§ ЗАДАНИЕ A
Кратко перескажите абзац отрывка о Льве Шестове, который начинается словами «Творческая деятельность Шестова началась», и сохраните его главные факты.

.....

По словам Бердяева, «...Лев Шестов был философом, который философствовал всем своим существом, для которого философия была не академической специальностью, а делом жизни и смерти. Он был однодум. И поразительна была его независимость от окружающих течений времени. Он искал Бога, искал освобождения человека от власти необходимости. И это было его личной проблемой. Философия его принадлежала к типу философии экзистенциальной, т.е. не объективировала процесса познания, не отрывала его от субъекта познания, связывала его с целостной судьбой человека. Этот тип философии предполагает, что тайна бытия постижима лишь в человеческом существовании. Для Льва Шестова человеческая трагедия, ужасы и страдания человеческой жизни, переживание безнадежности были источником философии».

Творческая деятельность Шестова началась с ряда литературно-философских работ. Исключительную роль в становлении философии Шестова сыграли, наряду с произведениями Шекспира, которого Шестов называл своим первым учителем философии, русская литература (прежде всего, в лице Достоевского и Толстого) и философия Ницше. Исходя из глубинного переживания трагичности человеческого существования, Шестов выступал непримиримым критиком рационализма, в силу своих основных предпосылок узаконивающего, по мнению Шестова, человеческие страдания.

.....

§ ЗАДАНИЕ B
Представьте часть записей в виде таблицы Markdown с колонками «№» и «Строка»: начните со строки записей, содержащей «for the stamen», и закончите строкой, содержащей «382,179,1024,287». Пустые строки пропустите, изображения в ответ не включайте.

Записи с разметкой областей
.....

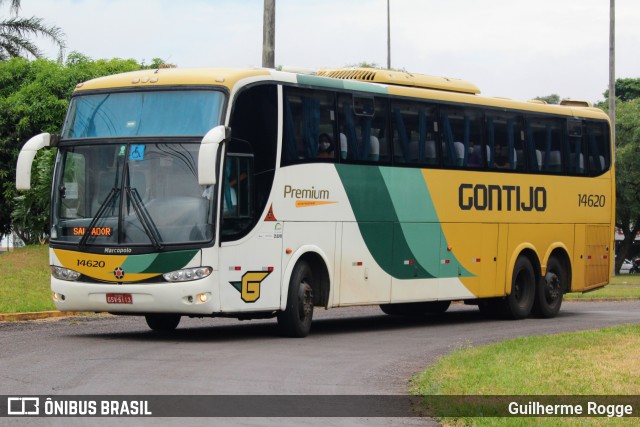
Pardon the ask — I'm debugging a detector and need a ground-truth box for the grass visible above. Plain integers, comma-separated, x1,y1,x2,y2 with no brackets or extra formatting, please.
0,245,55,313
565,274,640,300
411,325,640,426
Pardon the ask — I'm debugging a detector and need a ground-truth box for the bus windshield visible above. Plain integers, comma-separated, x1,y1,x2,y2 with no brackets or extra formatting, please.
62,90,224,139
51,140,215,249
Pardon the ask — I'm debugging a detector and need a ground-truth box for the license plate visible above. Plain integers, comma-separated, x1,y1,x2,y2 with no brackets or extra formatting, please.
107,294,133,304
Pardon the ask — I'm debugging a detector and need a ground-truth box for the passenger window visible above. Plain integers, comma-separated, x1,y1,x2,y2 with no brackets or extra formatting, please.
220,153,253,238
282,88,340,165
527,117,563,173
585,122,611,176
485,113,527,171
391,102,440,165
338,94,391,164
59,151,86,219
440,108,486,169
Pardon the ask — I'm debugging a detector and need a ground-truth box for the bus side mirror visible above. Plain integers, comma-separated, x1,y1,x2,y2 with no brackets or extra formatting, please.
16,133,58,190
198,126,229,185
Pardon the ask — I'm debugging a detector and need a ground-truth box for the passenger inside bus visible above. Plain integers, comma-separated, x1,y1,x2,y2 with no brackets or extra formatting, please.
317,133,334,159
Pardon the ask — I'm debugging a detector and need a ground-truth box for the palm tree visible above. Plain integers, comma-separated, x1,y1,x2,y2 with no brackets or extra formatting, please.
0,0,65,61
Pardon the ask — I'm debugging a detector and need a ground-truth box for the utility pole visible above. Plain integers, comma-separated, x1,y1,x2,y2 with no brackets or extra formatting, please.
262,0,276,68
387,0,390,70
609,0,616,145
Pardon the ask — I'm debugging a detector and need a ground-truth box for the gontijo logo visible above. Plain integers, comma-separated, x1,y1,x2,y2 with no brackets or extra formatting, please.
458,184,547,212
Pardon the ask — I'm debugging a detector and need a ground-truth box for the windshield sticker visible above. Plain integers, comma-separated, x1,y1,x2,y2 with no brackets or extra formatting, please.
129,144,145,161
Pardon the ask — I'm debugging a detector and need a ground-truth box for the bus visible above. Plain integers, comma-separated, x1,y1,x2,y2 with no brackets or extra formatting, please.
16,68,615,337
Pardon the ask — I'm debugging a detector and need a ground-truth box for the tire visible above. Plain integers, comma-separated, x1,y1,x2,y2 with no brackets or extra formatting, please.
533,257,569,319
278,261,314,338
380,301,451,316
144,314,181,332
498,255,536,320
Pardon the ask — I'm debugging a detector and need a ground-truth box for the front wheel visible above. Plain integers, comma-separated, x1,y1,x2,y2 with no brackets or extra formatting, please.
144,314,181,332
278,261,314,338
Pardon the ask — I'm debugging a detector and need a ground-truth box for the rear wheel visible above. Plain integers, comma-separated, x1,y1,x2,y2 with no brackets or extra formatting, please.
278,261,314,338
499,255,536,320
533,257,569,319
144,314,181,332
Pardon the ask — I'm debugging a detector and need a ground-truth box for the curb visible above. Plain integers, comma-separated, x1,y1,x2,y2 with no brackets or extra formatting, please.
0,311,93,322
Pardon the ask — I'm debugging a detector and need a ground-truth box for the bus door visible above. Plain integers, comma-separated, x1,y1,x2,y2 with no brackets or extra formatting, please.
219,153,283,312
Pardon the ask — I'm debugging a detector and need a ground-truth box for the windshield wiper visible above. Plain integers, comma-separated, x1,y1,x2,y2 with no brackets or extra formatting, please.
125,187,162,249
78,187,120,249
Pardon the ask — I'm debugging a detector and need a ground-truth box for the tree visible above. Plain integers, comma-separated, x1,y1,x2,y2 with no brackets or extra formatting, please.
604,78,640,101
0,0,65,61
615,97,640,273
0,52,146,242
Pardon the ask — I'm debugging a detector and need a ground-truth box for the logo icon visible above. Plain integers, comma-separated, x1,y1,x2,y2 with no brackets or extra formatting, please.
113,267,124,280
7,397,40,415
229,271,271,302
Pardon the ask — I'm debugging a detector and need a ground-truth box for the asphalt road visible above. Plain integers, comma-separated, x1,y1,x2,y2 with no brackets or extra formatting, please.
0,301,640,426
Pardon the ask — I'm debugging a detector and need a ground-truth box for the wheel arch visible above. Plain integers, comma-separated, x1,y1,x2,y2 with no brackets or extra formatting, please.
280,245,332,310
505,243,542,295
541,242,572,293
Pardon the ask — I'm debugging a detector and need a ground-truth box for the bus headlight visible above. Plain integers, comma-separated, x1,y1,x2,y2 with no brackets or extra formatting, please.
51,265,80,281
162,267,213,282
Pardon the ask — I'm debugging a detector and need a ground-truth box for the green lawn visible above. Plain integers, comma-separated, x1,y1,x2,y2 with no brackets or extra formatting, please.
411,325,640,426
0,245,55,313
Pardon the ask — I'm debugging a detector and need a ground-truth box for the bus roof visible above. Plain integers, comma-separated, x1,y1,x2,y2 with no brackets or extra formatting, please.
317,68,480,95
76,68,608,119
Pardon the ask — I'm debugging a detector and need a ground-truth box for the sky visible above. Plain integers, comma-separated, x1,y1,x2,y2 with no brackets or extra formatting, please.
13,0,640,102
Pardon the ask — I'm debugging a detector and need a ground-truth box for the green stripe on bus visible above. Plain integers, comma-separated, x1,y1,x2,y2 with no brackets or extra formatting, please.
336,165,439,279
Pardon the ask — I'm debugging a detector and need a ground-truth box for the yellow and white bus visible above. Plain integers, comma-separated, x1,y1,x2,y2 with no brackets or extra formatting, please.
17,69,615,337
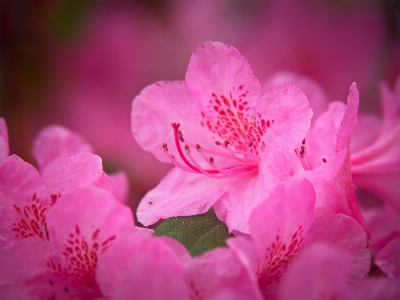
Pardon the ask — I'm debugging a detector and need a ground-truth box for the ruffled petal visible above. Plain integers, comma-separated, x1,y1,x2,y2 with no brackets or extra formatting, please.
262,72,329,121
137,168,237,226
0,118,10,163
42,153,104,198
187,248,263,300
255,84,312,157
131,81,208,162
96,235,189,300
375,237,400,279
308,214,371,280
32,125,93,171
279,243,351,300
0,155,49,247
185,42,261,112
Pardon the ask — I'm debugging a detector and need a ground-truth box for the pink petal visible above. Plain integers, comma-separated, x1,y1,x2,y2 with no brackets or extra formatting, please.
279,243,351,300
0,238,58,299
308,214,371,279
262,72,328,121
343,277,400,300
42,153,104,197
375,237,400,279
32,125,93,171
0,118,10,163
0,155,49,246
137,168,233,226
300,149,371,239
185,42,261,112
213,174,261,233
131,81,208,162
336,83,360,152
351,78,400,210
250,179,315,295
109,171,129,203
96,235,189,299
187,248,263,300
47,186,135,297
255,84,312,156
350,113,382,157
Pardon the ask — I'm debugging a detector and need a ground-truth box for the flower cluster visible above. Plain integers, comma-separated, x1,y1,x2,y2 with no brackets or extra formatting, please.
0,42,400,300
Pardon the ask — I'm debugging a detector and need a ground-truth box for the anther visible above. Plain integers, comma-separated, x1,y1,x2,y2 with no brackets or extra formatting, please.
178,130,185,143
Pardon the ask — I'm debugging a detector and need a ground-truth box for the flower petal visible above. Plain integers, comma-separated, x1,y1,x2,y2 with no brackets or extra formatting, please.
185,42,261,112
137,168,236,226
32,125,93,171
96,236,189,300
0,118,10,163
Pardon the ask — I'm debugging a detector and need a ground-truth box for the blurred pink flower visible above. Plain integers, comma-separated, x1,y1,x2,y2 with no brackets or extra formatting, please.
351,76,400,211
132,42,312,232
97,236,262,300
228,179,315,295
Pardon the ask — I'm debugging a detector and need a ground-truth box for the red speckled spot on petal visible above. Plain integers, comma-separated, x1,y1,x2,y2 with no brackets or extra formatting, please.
256,226,304,289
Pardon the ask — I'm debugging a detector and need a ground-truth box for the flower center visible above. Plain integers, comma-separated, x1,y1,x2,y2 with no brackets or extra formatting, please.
163,123,260,178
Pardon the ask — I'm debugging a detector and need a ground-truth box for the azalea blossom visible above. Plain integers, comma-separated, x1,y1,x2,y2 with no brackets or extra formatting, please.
132,42,312,232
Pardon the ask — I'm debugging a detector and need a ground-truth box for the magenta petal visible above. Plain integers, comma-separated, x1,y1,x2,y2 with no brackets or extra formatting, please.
187,248,263,300
279,243,351,300
0,155,49,246
96,235,189,300
42,153,105,196
308,214,371,279
375,237,400,279
0,118,10,163
250,179,315,257
343,277,400,300
262,72,328,121
0,238,54,299
131,81,206,162
336,83,360,151
255,84,312,155
185,42,261,115
137,168,236,226
32,125,93,171
109,171,129,203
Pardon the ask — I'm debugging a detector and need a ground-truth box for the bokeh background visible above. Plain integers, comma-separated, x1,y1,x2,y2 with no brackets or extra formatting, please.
0,0,400,220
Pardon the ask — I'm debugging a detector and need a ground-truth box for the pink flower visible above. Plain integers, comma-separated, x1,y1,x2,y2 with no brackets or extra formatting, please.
132,42,312,232
0,119,144,299
351,76,400,210
0,118,10,163
228,179,315,295
98,236,262,300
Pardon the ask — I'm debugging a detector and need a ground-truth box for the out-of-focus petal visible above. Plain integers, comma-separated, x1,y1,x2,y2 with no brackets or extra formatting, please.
96,235,189,300
375,237,400,279
137,168,240,226
0,118,10,163
32,125,93,171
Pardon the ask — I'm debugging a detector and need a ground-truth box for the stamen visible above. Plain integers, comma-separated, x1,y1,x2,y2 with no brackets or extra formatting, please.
294,146,312,171
162,123,259,178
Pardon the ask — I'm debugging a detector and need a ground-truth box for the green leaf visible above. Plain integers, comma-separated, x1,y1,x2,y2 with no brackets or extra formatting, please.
154,213,232,257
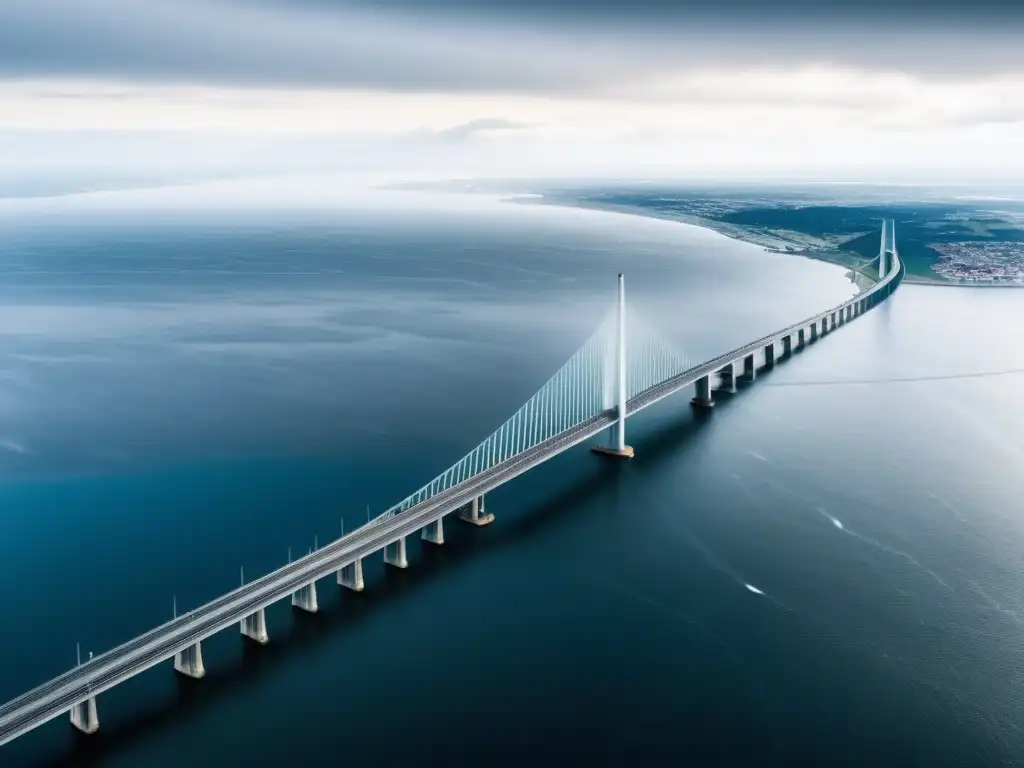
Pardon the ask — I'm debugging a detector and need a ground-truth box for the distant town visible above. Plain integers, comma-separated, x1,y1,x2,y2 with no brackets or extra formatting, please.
930,242,1024,286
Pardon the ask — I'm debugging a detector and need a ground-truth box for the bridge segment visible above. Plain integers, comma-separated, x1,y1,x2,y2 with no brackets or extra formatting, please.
0,224,905,744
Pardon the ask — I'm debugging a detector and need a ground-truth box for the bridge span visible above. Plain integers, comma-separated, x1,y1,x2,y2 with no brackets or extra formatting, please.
0,220,905,745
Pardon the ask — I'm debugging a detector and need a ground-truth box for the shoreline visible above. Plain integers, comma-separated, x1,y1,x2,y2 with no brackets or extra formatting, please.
524,196,1024,289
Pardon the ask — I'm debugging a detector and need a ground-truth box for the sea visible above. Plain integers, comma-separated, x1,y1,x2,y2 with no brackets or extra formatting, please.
0,176,1024,768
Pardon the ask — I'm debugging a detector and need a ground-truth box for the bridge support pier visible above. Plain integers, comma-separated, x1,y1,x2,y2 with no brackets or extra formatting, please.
384,537,409,568
174,643,206,680
240,608,270,645
338,558,362,592
718,362,736,394
292,582,319,613
420,517,444,545
459,495,493,525
71,696,99,733
690,376,715,408
740,354,758,382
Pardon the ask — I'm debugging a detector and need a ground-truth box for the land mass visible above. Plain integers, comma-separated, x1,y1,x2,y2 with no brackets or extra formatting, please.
534,184,1024,287
382,179,1024,287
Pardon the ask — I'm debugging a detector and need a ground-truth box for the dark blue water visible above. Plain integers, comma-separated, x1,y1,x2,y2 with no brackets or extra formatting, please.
0,182,1024,766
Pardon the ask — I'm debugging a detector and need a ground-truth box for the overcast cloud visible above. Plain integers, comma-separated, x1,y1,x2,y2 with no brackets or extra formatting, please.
0,0,1024,181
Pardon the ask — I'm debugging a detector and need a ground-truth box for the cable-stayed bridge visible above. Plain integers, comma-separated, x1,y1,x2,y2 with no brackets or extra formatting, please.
0,220,905,744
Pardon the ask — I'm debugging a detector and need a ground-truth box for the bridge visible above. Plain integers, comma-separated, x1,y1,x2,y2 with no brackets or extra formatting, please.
0,220,905,745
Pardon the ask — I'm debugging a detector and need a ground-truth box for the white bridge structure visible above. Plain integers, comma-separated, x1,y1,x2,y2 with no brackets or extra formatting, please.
0,220,905,744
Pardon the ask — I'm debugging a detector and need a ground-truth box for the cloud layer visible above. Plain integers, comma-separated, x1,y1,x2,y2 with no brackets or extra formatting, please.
0,0,1024,180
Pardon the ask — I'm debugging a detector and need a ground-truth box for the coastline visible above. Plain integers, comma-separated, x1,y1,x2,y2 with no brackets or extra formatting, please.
528,196,1024,289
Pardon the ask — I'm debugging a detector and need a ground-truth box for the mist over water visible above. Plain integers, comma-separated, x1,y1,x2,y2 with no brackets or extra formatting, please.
0,183,1024,766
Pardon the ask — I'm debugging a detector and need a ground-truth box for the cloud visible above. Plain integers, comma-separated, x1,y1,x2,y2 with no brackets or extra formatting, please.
0,0,1024,97
433,118,534,142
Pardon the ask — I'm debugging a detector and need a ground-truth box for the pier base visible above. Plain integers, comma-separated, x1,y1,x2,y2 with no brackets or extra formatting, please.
420,517,444,545
240,608,270,645
740,354,758,382
690,376,715,408
718,362,736,394
338,559,362,592
459,495,497,525
174,643,206,680
71,696,99,733
593,423,633,460
292,582,319,613
589,445,633,456
384,537,409,568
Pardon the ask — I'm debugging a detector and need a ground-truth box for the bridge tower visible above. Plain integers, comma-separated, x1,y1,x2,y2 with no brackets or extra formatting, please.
879,219,889,280
593,272,633,459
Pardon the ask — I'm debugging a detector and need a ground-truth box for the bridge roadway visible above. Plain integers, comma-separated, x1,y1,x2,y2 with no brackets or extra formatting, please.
0,247,904,745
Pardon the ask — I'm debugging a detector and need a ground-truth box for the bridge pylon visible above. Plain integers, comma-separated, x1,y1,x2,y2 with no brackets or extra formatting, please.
591,272,633,459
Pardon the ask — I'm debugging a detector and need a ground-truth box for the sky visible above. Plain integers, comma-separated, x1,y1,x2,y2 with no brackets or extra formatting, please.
0,0,1024,181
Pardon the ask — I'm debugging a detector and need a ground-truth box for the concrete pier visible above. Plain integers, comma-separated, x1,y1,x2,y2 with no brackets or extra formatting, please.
292,582,319,613
742,354,758,381
690,376,715,408
459,495,497,525
718,362,736,393
384,537,409,568
71,696,99,733
174,643,206,680
239,608,270,645
420,517,444,545
690,376,715,408
338,558,364,592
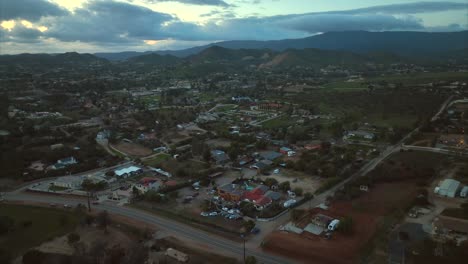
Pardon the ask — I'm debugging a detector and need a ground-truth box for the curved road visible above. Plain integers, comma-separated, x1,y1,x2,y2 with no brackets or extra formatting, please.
4,98,451,264
3,189,294,264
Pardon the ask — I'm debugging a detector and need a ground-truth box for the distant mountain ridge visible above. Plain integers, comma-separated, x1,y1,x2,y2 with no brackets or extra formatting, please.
95,31,468,60
0,52,108,65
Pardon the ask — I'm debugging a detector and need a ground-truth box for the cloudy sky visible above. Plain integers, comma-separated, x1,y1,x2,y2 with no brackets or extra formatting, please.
0,0,468,54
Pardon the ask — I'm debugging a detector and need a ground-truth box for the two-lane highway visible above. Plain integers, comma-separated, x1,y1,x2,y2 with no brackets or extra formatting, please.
4,192,294,264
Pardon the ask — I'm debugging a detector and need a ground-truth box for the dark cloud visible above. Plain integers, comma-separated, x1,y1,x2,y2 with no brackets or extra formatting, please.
0,0,467,50
47,1,175,43
337,2,468,14
0,0,69,21
147,0,230,7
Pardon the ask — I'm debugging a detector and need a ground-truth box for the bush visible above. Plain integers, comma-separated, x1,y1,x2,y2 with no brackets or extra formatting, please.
67,233,80,244
294,187,304,196
338,216,354,235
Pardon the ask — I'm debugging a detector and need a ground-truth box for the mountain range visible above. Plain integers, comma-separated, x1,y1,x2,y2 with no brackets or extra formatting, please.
95,31,468,61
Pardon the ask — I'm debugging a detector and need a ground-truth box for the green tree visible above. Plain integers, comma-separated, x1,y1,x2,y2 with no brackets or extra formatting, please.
338,216,354,235
291,209,304,221
278,181,291,192
245,256,257,264
81,179,107,211
294,187,304,196
67,232,80,245
96,210,110,233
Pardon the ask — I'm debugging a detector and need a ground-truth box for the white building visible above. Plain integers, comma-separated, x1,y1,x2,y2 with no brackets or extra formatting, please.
434,179,460,198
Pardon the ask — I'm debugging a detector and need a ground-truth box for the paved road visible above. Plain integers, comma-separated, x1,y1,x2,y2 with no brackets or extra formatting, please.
4,192,294,264
4,95,456,264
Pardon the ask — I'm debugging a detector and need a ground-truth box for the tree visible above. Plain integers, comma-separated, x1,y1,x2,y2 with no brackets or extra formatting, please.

.....

§ ПОЛНЫЙ ОТВЕТ A
Творчество Шестова началось с литературно-философских работ. Решающее влияние на его философию оказали Шекспир, которого он называл своим первым учителем философии, русская литература (прежде всего Достоевский и Толстой) и философия Ницше. Исходя из глубокого переживания трагичности человеческого существования, Шестов непримиримо критиковал рационализм, который, по его мнению, узаконивает человеческие страдания.

§ ПОЛНЫЙ ОТВЕТ B
| № | Строка |
|---|---|
| 1 | Pardon the ask — I'm debugging a detector and need a ground-truth box for the stamen visible above. Plain integers, comma-separated, x1,y1,x2,y2 with no brackets or extra formatting, please. |
| 2 | 294,146,312,171 |
| 3 | 162,123,259,178 |
| 4 | Pardon the ask — I'm debugging a detector and need a ground-truth box for the green leaf visible above. Plain integers, comma-separated, x1,y1,x2,y2 with no brackets or extra formatting, please. |
| 5 | 154,213,232,257 |
| 6 | Pardon the ask — I'm debugging a detector and need a ground-truth box for the distant town visible above. Plain integers, comma-separated, x1,y1,x2,y2 with no brackets or extra formatting, please. |
| 7 | 930,242,1024,286 |
| 8 | Pardon the ask — I'm debugging a detector and need a ground-truth box for the bridge segment visible above. Plain integers, comma-separated, x1,y1,x2,y2 with no brackets or extra formatting, please. |
| 9 | 0,224,905,744 |
| 10 | Pardon the ask — I'm debugging a detector and need a ground-truth box for the bridge span visible above. Plain integers, comma-separated, x1,y1,x2,y2 with no brackets or extra formatting, please. |
| 11 | 0,220,905,745 |
| 12 | Pardon the ask — I'm debugging a detector and need a ground-truth box for the shoreline visible above. Plain integers, comma-separated, x1,y1,x2,y2 with no brackets or extra formatting, please. |
| 13 | 524,196,1024,289 |
| 14 | Pardon the ask — I'm debugging a detector and need a ground-truth box for the sea visible above. Plain integers, comma-separated, x1,y1,x2,y2 with no brackets or extra formatting, please. |
| 15 | 0,176,1024,768 |
| 16 | Pardon the ask — I'm debugging a detector and need a ground-truth box for the bridge support pier visible above. Plain integers, comma-separated, x1,y1,x2,y2 with no brackets or extra formatting, please. |
| 17 | 384,537,409,568 |
| 18 | 174,643,206,680 |
| 19 | 240,608,270,645 |
| 20 | 338,558,362,592 |
| 21 | 718,362,736,394 |
| 22 | 292,582,319,613 |
| 23 | 420,517,444,545 |
| 24 | 459,495,493,525 |
| 25 | 71,696,99,733 |
| 26 | 690,376,715,408 |
| 27 | 740,354,758,382 |
| 28 | Pardon the ask — I'm debugging a detector and need a ground-truth box for the land mass visible above. Plain integers, comma-separated, x1,y1,x2,y2 with no brackets or extra formatting, please. |
| 29 | 534,184,1024,287 |
| 30 | 382,179,1024,287 |